START
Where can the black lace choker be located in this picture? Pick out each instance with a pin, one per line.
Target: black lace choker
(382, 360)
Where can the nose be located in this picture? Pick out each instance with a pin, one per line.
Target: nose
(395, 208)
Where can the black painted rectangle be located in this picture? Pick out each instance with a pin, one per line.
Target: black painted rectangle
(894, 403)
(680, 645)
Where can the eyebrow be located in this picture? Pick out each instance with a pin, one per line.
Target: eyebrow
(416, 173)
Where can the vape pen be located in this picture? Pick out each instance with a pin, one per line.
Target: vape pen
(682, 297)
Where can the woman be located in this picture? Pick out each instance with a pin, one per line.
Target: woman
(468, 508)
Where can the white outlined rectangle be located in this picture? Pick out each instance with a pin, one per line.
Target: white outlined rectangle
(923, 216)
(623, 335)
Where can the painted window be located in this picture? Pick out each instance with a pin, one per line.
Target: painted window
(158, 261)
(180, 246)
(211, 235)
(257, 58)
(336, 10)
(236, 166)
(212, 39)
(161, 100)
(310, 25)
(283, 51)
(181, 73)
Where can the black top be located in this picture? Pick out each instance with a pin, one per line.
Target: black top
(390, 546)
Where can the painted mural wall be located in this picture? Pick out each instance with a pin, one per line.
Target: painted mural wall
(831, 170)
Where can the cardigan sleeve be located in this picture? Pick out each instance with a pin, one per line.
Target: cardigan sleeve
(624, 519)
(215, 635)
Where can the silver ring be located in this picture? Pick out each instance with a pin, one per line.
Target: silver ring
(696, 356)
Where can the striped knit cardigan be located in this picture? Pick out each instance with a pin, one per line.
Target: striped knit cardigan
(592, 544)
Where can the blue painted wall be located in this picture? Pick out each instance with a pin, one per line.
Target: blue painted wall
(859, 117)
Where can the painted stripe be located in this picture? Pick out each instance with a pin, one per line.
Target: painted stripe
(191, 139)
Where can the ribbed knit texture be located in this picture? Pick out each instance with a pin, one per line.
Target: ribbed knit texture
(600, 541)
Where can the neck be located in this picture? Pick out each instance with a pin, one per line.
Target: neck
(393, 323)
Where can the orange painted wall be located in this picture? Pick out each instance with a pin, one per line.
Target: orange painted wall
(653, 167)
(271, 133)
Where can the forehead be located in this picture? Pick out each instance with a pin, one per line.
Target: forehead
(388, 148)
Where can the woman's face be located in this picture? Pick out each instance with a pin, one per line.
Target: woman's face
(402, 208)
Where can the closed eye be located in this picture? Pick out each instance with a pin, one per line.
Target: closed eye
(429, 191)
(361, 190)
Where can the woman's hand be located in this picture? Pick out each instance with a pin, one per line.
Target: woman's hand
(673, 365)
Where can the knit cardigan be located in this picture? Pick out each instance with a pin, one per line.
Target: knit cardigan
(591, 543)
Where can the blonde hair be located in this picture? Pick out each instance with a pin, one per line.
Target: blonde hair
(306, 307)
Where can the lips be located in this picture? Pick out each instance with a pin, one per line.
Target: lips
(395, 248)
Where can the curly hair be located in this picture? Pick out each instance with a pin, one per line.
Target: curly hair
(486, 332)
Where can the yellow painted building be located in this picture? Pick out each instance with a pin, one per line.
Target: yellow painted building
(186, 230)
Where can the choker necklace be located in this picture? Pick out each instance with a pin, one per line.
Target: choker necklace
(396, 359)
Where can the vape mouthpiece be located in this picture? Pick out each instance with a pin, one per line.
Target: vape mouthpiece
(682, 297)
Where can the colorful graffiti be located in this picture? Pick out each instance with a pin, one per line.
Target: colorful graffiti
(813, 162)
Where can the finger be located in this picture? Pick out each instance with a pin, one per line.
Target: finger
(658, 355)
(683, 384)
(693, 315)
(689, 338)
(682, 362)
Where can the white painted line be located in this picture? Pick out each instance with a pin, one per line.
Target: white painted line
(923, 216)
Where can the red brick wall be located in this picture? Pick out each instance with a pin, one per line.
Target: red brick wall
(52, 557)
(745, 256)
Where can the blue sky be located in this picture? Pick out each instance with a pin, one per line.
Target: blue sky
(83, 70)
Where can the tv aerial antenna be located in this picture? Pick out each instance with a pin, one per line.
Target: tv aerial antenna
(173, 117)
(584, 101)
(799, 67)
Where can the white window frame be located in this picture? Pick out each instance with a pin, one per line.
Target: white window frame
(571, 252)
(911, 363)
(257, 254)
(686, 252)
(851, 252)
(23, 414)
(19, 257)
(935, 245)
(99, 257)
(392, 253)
END
- _TASK DETAILS_
Beginning at the line that contains "Where can the blue sky" and continuing through the final line of the material, reproduce every line as it stands, except that 76 is added to each pin coordinate.

- _ANSWER TO THE EXERCISE_
Where can the blue sky be located in this picture? Pick out each instance with a pin, one per line.
Target: blue sky
(159, 146)
Where can the tv aerial antenna be located in this picture? Pick out each instance with a pin, one per line.
Target: tv aerial antenna
(249, 193)
(660, 177)
(875, 143)
Where can the white window frame be located in this picture? Pick out each instance with a pin, one per line.
Target: white window frame
(647, 328)
(987, 439)
(333, 330)
(762, 328)
(927, 328)
(99, 490)
(95, 333)
(1011, 321)
(175, 333)
(468, 329)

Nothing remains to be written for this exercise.